Rohrwacher: Lazzaro Felice (Happy as Lazzaro) (2018)
One of the most mercurial films to come out of this year’s Cannes Film Festival, Happy as Lazzaro continues the pastoral, fuzzy, granular outlook of Alice Rohrwacher’s previous films, but extends it in a new and unsettling direction. The film opens in the midst of a rural Italian community called Inviolata, where we follow a group of peasants as they go about their daily life as tobacco harvesters. Although Lazzaro, played by Adriano Tardiolo, is the supposed focus of the film, he takes a while to emerge from the collective rhythm of the labourers around him, and even then is a little too blank, and a little too vacant, to ever really feel like a main character, or even a character, in his own right. We first glimpse him in the opening shot, “gazing into the void” at the edge of the main peasant compound, in what turns out to be a fairly regular habit for him, part of a more general oddness that ensures that he is more or less left to his own devices while the workers around him go on with their daily rituals and routines. Those routines form the subject matter of the first thirty minutes or so of the film, as Rohrwacher immerses us in a feudal arrangement in which the workers all live, breathe and sleep in one mass, in pointed contrast to the Marquise Alfonsina, played by Nicoletta Braschi, and her son, the Marquis Tancredi, played by Luca Chikovani, who oversee the tobacco workers from a stone mansion built at the edge of the plantation.
From the very beginning, however, this feudal realism, or feudal naturalism, is somewhat disrupted in its hold over the film. For one thing, the presence of rudimentary mobile phone technology, combined with the frequency of Italian synthpop on Tancredi’s portable radio, indicates that this can’t be occurring in an actual feudal timeframe, even if it never quite seems to be occurring in the present either. For another thing, the architecture of the film never quite seems to belong to any single period either, as the rusticity of the workers’ quarters, and the Gothic edifice of the Marquise’s dwelling, is offset by a piecemeal Art Deco interior, along with the ruins of what appears to be a train line and rail bridge in the valley outside. More generally, and elusively, there’s a ripple around the edges of the film’s reality field that is quite difficult to place, and often a matter of a grating shift in tone, or a gaze that is held too long, or an unexpected vantage point, as much as anything that is tangibly happening in the narrative. That strange space between the diegetic world of the film and Rohrwacher’s artistic decisions as director is encapsulated in the role that the wind plays throughout this opening half, where it repeatedly contours the borders of what initially appears to be a self-contained world, evoking another entity coming from beyond.

* _WHAT IS REQUIRED_:
Answer these questions from the review.
(a) What crop do the peasants of Inviolata harvest?
(b) Which actor plays the Marquise Alfonsina?
(c) What ruins appear in the valley outside the plantation?

* _GIVEN DATA_:
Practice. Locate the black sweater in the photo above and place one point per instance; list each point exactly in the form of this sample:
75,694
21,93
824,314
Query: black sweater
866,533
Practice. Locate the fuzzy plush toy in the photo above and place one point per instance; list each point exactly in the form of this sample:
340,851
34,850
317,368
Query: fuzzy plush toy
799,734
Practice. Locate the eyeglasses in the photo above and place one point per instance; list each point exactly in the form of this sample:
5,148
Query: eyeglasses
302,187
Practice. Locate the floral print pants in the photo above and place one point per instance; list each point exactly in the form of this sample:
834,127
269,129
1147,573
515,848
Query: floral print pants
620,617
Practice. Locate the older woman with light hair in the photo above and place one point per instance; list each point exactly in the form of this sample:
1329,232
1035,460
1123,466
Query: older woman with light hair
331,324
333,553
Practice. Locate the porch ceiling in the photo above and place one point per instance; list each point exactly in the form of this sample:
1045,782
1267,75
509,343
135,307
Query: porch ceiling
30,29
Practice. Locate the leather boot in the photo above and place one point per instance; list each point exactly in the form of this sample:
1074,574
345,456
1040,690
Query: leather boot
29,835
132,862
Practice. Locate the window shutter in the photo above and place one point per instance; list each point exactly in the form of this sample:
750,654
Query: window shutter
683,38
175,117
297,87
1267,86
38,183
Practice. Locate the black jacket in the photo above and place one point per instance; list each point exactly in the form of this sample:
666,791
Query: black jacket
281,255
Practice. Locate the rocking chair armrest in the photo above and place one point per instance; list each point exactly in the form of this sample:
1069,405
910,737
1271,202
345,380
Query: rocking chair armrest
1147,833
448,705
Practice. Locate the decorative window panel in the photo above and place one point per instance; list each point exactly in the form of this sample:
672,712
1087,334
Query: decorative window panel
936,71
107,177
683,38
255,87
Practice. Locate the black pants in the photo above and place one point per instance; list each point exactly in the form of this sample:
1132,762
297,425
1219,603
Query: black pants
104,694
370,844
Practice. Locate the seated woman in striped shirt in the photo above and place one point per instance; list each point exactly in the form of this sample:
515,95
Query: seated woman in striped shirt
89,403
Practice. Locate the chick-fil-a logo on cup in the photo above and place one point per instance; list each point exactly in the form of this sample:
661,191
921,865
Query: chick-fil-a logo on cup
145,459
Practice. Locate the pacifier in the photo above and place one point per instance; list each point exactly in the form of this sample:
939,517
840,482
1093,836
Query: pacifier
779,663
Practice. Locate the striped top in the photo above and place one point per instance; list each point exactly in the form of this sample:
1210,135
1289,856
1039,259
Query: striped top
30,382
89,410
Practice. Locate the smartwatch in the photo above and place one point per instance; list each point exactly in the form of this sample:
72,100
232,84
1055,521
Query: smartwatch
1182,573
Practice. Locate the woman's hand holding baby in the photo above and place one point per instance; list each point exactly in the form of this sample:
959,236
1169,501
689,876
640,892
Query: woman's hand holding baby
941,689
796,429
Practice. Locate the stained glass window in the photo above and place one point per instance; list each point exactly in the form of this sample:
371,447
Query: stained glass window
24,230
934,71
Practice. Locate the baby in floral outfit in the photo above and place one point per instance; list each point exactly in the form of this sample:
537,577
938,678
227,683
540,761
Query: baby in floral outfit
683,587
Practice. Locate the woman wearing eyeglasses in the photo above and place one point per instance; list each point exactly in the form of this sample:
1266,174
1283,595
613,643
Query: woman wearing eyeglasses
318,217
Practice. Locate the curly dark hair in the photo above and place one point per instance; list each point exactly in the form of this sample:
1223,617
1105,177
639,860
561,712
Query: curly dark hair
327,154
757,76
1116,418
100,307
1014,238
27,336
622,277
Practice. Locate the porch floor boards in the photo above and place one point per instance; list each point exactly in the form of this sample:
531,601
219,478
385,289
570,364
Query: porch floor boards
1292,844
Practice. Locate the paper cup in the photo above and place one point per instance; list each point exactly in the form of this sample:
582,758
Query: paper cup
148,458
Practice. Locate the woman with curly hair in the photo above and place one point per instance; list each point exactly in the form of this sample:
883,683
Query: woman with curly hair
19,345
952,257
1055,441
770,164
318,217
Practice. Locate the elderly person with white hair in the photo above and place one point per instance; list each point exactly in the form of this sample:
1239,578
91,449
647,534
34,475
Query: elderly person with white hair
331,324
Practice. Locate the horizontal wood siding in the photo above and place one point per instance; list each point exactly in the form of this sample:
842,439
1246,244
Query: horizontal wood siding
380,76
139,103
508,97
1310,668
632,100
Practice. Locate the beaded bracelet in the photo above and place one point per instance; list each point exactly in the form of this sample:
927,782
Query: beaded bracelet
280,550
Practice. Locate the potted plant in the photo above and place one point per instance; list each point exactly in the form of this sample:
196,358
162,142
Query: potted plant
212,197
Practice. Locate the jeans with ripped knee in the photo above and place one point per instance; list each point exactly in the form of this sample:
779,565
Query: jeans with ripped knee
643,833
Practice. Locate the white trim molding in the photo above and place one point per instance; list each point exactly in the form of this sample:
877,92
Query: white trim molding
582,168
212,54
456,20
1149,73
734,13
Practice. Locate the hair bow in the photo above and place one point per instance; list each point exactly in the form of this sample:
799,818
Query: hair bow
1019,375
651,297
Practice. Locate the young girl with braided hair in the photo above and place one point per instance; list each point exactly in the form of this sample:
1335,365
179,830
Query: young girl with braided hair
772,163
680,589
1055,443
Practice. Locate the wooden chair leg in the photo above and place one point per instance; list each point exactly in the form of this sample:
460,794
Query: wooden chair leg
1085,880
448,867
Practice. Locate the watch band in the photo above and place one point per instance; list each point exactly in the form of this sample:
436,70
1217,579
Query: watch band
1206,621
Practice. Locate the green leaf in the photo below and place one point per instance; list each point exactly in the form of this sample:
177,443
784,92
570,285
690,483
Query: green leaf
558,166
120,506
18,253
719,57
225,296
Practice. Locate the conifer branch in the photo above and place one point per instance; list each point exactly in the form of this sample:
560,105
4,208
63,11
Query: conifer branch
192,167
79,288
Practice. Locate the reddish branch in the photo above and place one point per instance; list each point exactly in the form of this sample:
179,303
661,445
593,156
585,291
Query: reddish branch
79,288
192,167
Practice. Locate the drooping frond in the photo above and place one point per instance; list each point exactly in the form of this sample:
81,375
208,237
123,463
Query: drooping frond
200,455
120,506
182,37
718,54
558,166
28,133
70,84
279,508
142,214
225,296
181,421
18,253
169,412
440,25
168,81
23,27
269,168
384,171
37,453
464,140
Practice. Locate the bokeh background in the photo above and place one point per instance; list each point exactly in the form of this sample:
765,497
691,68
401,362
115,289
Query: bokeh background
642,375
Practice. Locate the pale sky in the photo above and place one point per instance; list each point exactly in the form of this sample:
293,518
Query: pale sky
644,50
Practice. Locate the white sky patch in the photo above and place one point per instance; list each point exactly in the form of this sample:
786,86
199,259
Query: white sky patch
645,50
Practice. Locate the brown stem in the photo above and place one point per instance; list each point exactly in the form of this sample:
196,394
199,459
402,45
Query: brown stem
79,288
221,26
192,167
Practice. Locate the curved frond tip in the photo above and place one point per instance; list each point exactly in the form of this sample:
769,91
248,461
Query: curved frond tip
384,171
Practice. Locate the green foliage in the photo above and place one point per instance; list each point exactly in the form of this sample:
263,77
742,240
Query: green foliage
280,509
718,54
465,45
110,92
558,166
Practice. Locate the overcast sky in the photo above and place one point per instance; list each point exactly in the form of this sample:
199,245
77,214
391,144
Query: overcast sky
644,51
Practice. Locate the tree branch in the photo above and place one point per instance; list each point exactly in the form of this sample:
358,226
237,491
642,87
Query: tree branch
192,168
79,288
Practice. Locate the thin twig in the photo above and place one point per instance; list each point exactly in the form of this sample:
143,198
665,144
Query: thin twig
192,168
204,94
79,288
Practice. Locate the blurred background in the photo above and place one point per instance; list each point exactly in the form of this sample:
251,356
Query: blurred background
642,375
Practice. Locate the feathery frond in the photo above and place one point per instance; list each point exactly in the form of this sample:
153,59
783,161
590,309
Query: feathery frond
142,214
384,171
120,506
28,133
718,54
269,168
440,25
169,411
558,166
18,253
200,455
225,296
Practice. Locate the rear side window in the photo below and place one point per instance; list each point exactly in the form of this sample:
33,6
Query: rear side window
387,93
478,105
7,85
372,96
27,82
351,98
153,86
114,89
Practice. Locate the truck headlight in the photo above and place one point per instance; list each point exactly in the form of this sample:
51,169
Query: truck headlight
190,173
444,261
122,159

* _EXPECTED ANSWER_:
(a) Tobacco.
(b) Nicoletta Braschi.
(c) What appears to be a train line and rail bridge.